Page excerpt:
____________________
Limits to growth scenarios

In 1971 the Club of Rome, an organization of rich do-gooders funded a study by Dennis and Donnella Meadows who did a computer simulations of a model of world future. The simulations took into account population, resources, production and pollution. It assumed that rates of change of each of these variables was a linear function of the values of all the others. There was only one numerical value for each of the variables, i.e. the model didn't distinguish production of different commodities or distinguish different kinds of pollution. Because of the linearity, there was no possibility of saturation of any kind of demand. (If the methodology had been applied to American beef production starting with middle 19th century data, the such a simulation might have predicted that by 1930, each American would eat a cow a day.)

The results were published in a 1972 book Limits to Growth by Donnella Meadows, Universe Books, New York [1973]. . The book concluded that the world would end in disaster, i.e. the population would go to zero. A significant part of the press was in the mood for a disaster prediction and made the book a best seller. Before publishing the book the authors removed the numbers from the axes of the graphs, so that the disaster was not predicted for any specific time.
____________________
Stored data entries:
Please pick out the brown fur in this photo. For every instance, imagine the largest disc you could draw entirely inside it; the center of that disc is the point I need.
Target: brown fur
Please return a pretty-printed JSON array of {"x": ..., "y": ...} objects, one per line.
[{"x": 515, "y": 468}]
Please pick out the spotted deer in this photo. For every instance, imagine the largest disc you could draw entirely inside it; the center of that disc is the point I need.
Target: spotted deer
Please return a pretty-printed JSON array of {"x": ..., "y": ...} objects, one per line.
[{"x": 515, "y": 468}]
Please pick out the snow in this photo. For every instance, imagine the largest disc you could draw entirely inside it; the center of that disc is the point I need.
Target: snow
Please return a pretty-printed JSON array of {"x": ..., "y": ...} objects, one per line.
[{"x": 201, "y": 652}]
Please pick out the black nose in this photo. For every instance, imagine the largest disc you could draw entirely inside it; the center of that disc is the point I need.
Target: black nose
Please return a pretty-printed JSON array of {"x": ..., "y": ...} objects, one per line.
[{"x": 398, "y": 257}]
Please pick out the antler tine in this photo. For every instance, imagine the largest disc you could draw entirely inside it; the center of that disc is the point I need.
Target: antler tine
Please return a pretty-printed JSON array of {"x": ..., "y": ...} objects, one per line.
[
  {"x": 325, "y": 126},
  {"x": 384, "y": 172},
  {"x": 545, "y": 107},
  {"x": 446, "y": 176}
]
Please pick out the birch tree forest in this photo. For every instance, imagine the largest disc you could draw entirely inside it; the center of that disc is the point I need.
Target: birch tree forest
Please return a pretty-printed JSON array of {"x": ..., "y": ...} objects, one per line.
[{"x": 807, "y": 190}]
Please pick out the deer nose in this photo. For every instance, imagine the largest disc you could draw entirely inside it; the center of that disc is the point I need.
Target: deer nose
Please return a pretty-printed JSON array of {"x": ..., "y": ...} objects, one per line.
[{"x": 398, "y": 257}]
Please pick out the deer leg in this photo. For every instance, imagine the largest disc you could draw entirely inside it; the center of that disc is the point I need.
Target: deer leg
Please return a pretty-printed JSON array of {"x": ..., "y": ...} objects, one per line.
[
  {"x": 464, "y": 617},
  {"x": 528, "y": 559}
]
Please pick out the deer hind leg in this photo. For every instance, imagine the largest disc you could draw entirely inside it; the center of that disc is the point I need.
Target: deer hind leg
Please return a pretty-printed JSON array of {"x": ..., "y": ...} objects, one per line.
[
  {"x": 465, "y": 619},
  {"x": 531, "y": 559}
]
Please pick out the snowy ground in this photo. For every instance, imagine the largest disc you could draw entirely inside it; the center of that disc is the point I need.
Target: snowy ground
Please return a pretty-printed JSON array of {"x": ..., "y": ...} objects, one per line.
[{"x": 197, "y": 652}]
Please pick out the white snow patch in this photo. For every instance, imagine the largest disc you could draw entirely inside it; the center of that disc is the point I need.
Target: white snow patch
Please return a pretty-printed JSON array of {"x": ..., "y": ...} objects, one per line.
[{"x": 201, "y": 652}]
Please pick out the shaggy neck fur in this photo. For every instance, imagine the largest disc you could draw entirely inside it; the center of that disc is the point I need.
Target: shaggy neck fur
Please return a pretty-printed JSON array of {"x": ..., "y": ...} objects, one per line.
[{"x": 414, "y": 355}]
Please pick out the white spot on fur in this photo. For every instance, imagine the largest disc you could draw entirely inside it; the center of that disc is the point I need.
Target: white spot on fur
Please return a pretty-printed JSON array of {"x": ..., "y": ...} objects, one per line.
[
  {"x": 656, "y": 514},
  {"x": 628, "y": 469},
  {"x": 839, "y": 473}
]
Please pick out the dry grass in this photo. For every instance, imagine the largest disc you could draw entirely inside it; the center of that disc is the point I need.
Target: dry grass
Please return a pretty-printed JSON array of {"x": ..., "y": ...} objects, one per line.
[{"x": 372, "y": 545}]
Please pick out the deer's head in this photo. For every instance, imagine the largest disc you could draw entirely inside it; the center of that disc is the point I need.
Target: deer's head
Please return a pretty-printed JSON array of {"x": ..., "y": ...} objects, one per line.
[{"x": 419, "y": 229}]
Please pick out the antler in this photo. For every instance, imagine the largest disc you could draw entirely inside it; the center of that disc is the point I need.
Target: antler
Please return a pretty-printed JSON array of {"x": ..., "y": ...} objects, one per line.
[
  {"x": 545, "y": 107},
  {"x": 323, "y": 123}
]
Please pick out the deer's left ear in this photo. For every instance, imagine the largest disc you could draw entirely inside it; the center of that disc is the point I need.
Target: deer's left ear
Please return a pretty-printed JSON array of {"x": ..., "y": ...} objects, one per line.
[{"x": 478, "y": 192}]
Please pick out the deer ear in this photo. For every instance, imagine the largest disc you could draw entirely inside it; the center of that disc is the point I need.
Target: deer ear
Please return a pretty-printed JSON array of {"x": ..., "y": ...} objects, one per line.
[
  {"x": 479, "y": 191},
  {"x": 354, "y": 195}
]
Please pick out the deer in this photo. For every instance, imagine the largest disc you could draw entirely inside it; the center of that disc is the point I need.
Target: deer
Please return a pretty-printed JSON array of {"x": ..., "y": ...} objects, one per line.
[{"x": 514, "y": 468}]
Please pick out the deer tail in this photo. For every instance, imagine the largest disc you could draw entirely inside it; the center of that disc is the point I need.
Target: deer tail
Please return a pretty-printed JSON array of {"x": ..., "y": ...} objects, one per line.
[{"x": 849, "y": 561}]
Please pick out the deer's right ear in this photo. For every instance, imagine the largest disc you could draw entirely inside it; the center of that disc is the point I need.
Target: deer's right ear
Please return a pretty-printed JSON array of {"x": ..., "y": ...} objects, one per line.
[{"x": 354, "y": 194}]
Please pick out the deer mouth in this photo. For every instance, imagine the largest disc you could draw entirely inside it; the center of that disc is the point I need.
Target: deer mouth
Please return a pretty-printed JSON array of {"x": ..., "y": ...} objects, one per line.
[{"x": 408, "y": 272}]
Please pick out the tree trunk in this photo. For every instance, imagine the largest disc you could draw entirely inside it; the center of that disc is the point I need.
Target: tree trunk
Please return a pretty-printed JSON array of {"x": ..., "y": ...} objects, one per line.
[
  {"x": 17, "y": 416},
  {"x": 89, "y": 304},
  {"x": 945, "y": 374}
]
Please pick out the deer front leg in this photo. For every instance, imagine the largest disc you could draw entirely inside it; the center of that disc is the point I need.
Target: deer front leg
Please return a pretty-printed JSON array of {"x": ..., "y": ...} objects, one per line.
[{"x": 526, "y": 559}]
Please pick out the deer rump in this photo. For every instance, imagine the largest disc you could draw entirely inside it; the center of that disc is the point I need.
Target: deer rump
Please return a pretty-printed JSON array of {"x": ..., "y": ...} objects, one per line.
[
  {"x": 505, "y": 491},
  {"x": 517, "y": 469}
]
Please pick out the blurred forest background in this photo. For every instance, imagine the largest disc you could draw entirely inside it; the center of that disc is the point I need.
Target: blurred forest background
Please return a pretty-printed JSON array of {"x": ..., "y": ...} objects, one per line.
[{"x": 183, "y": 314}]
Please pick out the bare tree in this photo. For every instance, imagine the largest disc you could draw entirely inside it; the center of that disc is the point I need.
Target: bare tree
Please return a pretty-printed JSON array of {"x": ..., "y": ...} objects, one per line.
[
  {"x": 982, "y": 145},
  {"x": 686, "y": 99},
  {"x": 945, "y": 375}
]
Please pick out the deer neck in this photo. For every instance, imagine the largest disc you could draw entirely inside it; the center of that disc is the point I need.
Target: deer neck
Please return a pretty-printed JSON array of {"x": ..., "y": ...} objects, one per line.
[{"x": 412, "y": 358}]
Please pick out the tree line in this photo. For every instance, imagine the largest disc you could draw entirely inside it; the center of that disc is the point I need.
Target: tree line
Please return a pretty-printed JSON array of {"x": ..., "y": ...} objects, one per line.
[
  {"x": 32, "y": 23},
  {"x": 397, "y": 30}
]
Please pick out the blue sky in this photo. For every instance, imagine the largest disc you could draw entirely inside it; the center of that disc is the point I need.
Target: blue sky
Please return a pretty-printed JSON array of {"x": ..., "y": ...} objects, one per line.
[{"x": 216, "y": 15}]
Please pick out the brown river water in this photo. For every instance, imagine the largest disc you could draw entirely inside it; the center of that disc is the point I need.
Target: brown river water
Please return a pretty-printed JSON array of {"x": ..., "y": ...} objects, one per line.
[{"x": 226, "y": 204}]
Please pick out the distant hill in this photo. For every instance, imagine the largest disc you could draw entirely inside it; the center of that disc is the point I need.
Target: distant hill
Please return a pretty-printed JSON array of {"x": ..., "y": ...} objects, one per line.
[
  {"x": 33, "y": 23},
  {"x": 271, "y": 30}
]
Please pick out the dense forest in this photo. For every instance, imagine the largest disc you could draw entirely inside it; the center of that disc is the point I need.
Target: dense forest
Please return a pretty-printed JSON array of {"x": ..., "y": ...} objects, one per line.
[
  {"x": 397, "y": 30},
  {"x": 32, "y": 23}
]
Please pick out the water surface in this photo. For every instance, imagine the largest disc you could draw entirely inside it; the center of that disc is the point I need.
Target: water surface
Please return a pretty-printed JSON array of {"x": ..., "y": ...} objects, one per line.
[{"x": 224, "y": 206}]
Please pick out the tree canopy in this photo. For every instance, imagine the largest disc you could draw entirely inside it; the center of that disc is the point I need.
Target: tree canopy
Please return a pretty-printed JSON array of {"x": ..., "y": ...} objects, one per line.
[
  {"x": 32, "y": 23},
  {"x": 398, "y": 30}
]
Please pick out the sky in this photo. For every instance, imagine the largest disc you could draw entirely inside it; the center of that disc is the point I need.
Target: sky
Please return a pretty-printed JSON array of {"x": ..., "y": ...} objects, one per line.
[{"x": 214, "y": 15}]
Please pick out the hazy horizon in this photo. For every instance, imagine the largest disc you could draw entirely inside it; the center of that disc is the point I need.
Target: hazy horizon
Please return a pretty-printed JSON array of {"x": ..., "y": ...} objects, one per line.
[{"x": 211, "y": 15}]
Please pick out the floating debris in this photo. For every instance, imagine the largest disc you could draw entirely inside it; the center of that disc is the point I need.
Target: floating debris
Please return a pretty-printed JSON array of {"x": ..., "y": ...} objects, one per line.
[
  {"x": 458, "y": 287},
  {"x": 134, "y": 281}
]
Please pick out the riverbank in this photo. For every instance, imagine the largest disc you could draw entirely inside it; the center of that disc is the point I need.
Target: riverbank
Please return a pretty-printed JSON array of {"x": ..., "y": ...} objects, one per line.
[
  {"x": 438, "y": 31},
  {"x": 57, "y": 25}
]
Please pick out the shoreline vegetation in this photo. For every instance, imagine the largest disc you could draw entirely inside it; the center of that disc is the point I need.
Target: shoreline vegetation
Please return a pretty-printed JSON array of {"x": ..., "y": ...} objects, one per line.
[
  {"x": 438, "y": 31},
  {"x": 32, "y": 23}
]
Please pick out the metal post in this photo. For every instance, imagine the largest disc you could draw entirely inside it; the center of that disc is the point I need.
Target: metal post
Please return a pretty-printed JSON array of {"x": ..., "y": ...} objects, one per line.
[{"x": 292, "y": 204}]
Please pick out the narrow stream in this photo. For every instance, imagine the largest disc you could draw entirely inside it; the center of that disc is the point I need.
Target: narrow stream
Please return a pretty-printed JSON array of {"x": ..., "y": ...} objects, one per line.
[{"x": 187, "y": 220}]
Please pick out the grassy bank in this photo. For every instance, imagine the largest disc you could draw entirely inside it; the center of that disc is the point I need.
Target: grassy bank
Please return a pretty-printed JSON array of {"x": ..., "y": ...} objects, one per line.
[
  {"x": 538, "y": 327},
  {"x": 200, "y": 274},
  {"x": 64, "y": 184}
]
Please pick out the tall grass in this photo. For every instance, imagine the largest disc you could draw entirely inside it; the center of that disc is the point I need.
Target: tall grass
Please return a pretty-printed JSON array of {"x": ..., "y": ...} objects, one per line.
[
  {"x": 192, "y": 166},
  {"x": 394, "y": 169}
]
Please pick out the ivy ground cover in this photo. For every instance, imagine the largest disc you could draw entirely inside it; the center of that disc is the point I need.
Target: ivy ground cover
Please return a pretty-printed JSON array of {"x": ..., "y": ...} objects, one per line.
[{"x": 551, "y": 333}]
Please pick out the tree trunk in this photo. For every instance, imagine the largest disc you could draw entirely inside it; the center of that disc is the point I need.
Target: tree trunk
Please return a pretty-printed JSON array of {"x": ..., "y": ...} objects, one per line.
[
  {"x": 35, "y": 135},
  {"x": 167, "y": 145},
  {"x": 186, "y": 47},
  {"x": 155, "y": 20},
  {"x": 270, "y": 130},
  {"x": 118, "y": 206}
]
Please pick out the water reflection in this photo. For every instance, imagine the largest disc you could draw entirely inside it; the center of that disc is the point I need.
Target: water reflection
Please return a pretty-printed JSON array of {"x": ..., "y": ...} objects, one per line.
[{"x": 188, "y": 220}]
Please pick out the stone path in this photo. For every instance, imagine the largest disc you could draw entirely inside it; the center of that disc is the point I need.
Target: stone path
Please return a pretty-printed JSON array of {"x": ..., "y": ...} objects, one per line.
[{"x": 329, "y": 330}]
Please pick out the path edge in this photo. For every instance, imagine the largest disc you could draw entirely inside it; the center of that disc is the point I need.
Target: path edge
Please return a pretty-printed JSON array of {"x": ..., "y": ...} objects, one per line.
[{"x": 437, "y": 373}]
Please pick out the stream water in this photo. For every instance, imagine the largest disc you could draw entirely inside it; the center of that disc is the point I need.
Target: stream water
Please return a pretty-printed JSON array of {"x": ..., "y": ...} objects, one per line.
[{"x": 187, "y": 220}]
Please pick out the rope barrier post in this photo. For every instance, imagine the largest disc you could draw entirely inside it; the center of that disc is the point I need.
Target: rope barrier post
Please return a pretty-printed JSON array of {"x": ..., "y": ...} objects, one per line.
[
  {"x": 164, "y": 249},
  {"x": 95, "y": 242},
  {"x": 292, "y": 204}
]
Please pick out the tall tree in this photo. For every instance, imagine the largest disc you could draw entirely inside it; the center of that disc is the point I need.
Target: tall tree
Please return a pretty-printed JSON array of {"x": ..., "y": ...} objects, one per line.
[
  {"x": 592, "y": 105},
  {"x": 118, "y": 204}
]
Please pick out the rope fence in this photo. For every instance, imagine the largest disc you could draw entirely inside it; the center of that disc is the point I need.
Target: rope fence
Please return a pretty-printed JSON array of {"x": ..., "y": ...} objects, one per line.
____________________
What the task requires: Print the stretch of the limits-to-growth text from "The results were" through "any specific time.". Nothing in the stored data entries is needed here.

The answer:
The results were published in a 1972 book Limits to Growth by Donnella Meadows, Universe Books, New York [1973]. . The book concluded that the world would end in disaster, i.e. the population would go to zero. A significant part of the press was in the mood for a disaster prediction and made the book a best seller. Before publishing the book the authors removed the numbers from the axes of the graphs, so that the disaster was not predicted for any specific time.